### [Written request]
Please give the data below again in full, exactly as it stands.

Collection entries:
___

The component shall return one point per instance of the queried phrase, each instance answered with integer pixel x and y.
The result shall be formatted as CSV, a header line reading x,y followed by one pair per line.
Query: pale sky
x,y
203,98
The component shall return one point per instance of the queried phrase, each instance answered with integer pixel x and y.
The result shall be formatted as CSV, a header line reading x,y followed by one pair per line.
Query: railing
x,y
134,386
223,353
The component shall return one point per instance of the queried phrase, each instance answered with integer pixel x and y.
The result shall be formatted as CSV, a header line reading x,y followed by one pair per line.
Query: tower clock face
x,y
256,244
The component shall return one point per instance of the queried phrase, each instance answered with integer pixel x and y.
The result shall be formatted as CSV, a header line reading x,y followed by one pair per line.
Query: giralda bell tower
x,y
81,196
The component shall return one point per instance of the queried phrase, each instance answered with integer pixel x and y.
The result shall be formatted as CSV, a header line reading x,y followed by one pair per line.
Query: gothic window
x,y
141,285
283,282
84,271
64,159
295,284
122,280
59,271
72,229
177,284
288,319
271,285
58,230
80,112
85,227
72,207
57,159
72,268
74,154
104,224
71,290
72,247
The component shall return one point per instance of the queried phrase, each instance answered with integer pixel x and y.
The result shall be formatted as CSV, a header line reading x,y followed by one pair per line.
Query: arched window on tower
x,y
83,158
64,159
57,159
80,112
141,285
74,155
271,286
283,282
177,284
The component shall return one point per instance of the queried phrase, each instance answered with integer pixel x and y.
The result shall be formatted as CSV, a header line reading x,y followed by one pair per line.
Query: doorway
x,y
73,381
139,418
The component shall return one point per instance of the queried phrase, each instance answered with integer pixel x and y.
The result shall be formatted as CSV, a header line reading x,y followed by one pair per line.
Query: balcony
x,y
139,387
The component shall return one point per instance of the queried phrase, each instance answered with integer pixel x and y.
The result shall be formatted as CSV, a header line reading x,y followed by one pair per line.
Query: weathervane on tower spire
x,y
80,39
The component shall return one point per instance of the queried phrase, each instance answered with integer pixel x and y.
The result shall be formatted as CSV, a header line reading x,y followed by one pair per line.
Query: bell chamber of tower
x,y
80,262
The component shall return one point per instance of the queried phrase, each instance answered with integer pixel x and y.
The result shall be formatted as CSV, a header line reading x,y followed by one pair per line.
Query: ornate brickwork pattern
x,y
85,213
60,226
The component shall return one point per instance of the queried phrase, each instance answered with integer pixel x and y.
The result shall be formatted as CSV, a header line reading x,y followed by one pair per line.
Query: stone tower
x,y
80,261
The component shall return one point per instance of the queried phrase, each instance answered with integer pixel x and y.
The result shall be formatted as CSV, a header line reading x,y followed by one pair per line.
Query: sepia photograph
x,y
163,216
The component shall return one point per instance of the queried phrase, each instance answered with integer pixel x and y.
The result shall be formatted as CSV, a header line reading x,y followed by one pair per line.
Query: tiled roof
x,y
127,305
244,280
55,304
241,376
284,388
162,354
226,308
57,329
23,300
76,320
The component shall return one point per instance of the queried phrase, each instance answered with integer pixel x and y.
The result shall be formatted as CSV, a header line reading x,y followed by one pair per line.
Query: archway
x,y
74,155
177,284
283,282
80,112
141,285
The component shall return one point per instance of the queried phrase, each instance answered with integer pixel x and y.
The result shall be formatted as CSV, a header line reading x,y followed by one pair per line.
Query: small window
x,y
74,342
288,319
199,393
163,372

___

### [Answer to the problem]
The component shall return one point per instance of the queried phrase, each instance answered with integer pixel x and y.
The result shall be formatted as CSV, a header line reading x,y followed by one pair per line.
Query: pale sky
x,y
203,98
The component shall return one point per instance of the queried phrase, each instance answered with integer pixel x and y.
The result shall be formatted as CSV, a header line reading x,y followed by one pair per line.
Query: railing
x,y
134,386
223,353
The component shall return one point per instance of the queried phrase, each instance answered with integer pixel x and y.
The result shall be formatted as CSV, a header line reading x,y followed by one pair per line.
Query: tower clock face
x,y
256,244
The component shall return one point per instance of the queried phrase, each instance answered with integer pixel x and y.
The result shall be formatted as CSV, a header line reading x,y followed by one pair per line.
Query: giralda bell tower
x,y
81,196
The component shall return one point per instance of the queried phrase, each instance answered with integer pixel x and y.
The result shall be formatted as CSV, a header line reading x,y followed by one pair per line.
Query: gothic window
x,y
141,285
283,282
84,271
64,159
295,284
122,280
59,271
72,229
177,284
288,319
271,285
58,230
80,112
85,227
72,207
57,159
72,268
74,154
104,224
71,290
72,247
The component shall return one point per instance of the queried phrase, each instance answered with integer pixel x and y.
The result shall be formatted as CSV, a header line reading x,y followed by one pair per line.
Query: arched window on tower
x,y
83,158
64,159
57,159
80,112
141,285
74,155
271,286
283,282
177,284
The component shall return one point per instance of the queried phrase, each instance answered with integer pixel x and y.
The result shall be formatted as CSV, a header line reading x,y followed by one pair per line.
Query: doorway
x,y
73,381
139,418
The component shall return one point per instance of the queried phrase, each instance answered with integer pixel x and y.
The result shall be formatted as CSV, a header line reading x,y followed by one pair per line.
Query: balcony
x,y
139,387
The component shall return one point per instance of the queried phrase, each instance answered with integer pixel x and y.
The result shall be formatted as CSV, a header line reading x,y followed by one pair per line.
Query: weathervane on tower spire
x,y
80,39
The component shall return one point per instance of the queried phrase, each instance answered with integer pixel x and y.
The result shall be formatted as CSV, a header line reading x,y followed by one pair per line.
Query: bell chamber of tower
x,y
80,262
The component shall return one point per instance of the queried phrase, each instance answered with integer pixel x and y.
The result shall be formatted as CSV, a header line reading x,y followed by one pair per line.
Query: ornate brickwork pattern
x,y
85,213
60,226
The component shall return one point per instance of the queried phrase, each instance answered with integer pixel x and y.
The result shall be formatted as CSV, a header line reading x,y followed by one pair per line.
Query: stone tower
x,y
80,261
The component shall return one point per instance of the queried phrase, each instance answered with integer pixel x and y.
The result shall be formatted as CSV, a header line reading x,y followed by one pair per line.
Query: sepia photograph
x,y
163,216
The component shall return one point per instance of the queried phrase, each instance answered with integer pixel x and y.
The result shall be formatted as CSV, a header line reading x,y followed by one pair per line.
Query: tiled roof
x,y
127,305
244,280
55,304
241,376
284,388
162,354
226,308
57,329
23,300
76,320
The component shall return one point per instance of the queried phrase, each instance answered with integer pixel x and y.
The result shall be formatted as CSV, a header line reading x,y followed by one pair per line.
Query: archway
x,y
74,155
177,284
283,282
80,112
141,285
The component shall return one point per instance of the queried phrase, each instance answered with integer pixel x and y.
The result shall be formatted as CSV, a header line reading x,y followed by one pair per line.
Query: small window
x,y
74,342
288,319
199,393
163,372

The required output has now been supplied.